======== Extract to read ========
Also, has it been ignored that you could simply buy both levels of Swap and never worry about penalty from sustaining again? Paying 1 karma for a linked sprite is a good plan, except that they can only sustain that thread for so long as a service before it is over. At the end of that service the karma point is wasted too.
toolbox
QUOTE (otakusensei @ Aug 18 2009, 09:33 AM) *
I believe the karma cost is not so much learning the skill as a CF, but removing the neccessity of having to re-emulate it each time. Because it's emulated at all that would preclude you from threading it higher. If a dev has ruled on it I'd like to see the post, or better yet the errata.

Well, I don't have anything like that, but Unwired says:
QUOTE
To set up the
emulator, the technomancer makes a Threading (skillsoft rating) Test.
If the program contains other program ratings, raise the threshold by
the number of program options or rating points. If he succeeds, he has
converted the program into a complex form. He can now either sustain
the program as a normal threaded complex form of the same rating
or memorize the skillsoft as a complex form by paying an amount of
Karma equal to the rating
(+1 for any program option or program
option rating).

Emphasis mine. Paying the Karma cost lets you memorize an emulated skillsoft as a CF. The emulation test you make beforehand creates the CF; if you pay Karma to learn it at that point, you're learning a complex form.
======== Record set ========
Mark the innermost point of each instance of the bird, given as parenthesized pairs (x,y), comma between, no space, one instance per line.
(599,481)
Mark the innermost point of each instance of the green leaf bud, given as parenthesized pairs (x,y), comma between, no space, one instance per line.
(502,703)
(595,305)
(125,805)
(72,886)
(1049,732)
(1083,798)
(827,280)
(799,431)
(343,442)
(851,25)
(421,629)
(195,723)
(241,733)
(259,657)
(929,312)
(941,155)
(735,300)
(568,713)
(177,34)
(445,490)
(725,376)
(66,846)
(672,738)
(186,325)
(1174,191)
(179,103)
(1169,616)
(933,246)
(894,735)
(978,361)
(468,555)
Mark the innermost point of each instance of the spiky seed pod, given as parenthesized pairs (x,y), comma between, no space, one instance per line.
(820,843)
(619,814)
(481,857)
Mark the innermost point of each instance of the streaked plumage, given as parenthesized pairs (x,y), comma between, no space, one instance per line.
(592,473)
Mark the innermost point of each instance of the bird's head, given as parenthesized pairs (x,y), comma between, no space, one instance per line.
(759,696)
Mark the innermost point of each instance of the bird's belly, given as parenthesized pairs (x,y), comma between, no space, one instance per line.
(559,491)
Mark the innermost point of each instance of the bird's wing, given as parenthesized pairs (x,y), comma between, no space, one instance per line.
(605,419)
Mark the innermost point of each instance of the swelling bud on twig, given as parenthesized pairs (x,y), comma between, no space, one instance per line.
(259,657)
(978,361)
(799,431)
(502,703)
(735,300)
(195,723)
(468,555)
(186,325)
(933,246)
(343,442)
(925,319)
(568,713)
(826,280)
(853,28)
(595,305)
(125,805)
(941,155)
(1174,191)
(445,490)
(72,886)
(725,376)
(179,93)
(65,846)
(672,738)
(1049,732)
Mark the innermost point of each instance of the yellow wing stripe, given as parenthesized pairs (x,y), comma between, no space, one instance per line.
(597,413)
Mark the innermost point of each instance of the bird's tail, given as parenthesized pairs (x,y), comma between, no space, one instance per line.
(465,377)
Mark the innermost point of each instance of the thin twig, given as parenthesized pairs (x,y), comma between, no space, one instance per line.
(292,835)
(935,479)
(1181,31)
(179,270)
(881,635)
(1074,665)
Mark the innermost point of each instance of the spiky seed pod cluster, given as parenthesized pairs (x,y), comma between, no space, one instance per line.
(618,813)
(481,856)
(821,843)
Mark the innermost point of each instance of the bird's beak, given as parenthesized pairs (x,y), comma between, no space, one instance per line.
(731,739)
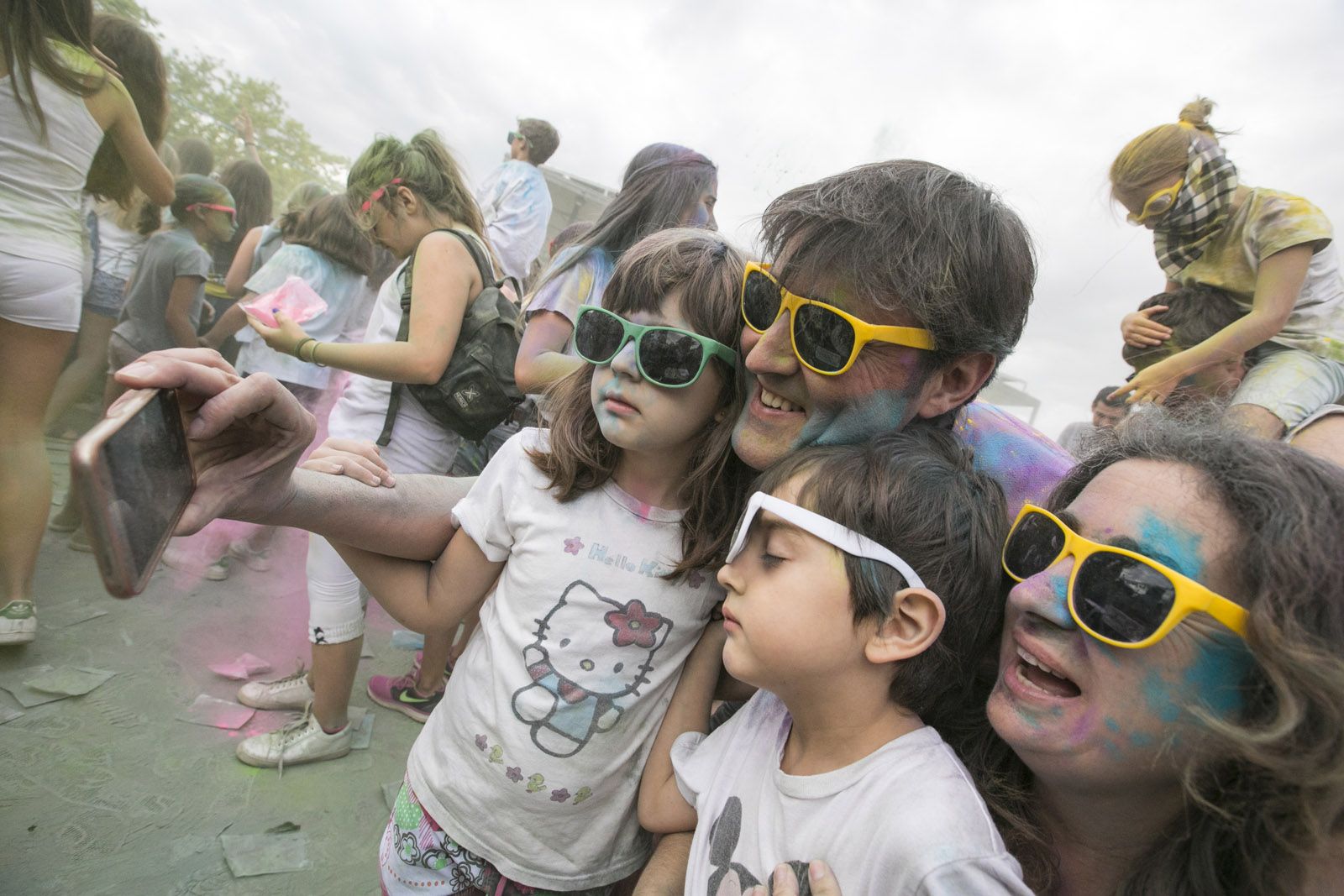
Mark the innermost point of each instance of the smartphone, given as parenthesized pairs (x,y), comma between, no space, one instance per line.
(134,477)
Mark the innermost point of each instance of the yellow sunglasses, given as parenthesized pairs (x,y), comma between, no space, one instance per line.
(1158,204)
(1116,595)
(826,338)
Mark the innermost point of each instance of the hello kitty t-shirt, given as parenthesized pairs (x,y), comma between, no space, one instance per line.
(533,759)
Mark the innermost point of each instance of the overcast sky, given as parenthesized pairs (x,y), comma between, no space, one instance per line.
(1032,97)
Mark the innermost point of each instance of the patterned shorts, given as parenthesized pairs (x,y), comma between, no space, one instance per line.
(418,857)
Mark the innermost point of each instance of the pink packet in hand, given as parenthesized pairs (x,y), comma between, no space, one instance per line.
(295,297)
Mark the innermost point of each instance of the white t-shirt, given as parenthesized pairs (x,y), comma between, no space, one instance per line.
(902,820)
(517,206)
(534,757)
(340,288)
(362,409)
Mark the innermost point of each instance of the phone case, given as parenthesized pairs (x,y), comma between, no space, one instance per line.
(93,485)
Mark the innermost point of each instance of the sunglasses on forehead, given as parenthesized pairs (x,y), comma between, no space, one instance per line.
(826,338)
(1116,595)
(665,355)
(228,210)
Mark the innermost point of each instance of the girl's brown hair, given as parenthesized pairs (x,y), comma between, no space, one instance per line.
(27,29)
(329,228)
(709,271)
(141,69)
(1268,793)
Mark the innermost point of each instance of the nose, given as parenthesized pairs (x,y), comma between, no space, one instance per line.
(770,352)
(627,362)
(1046,594)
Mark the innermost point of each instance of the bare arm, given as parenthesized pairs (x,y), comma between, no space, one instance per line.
========
Reproduce, with no changes, the part of the forum discussion above that opens with the words containing "Also, has it" and closes with "(skillsoft rating) Test.".

Also, has it been ignored that you could simply buy both levels of Swap and never worry about penalty from sustaining again? Paying 1 karma for a linked sprite is a good plan, except that they can only sustain that thread for so long as a service before it is over. At the end of that service the karma point is wasted too.
toolbox
QUOTE (otakusensei @ Aug 18 2009, 09:33 AM) *
I believe the karma cost is not so much learning the skill as a CF, but removing the neccessity of having to re-emulate it each time. Because it's emulated at all that would preclude you from threading it higher. If a dev has ruled on it I'd like to see the post, or better yet the errata.

Well, I don't have anything like that, but Unwired says:
QUOTE
To set up the
emulator, the technomancer makes a Threading (skillsoft rating) Test.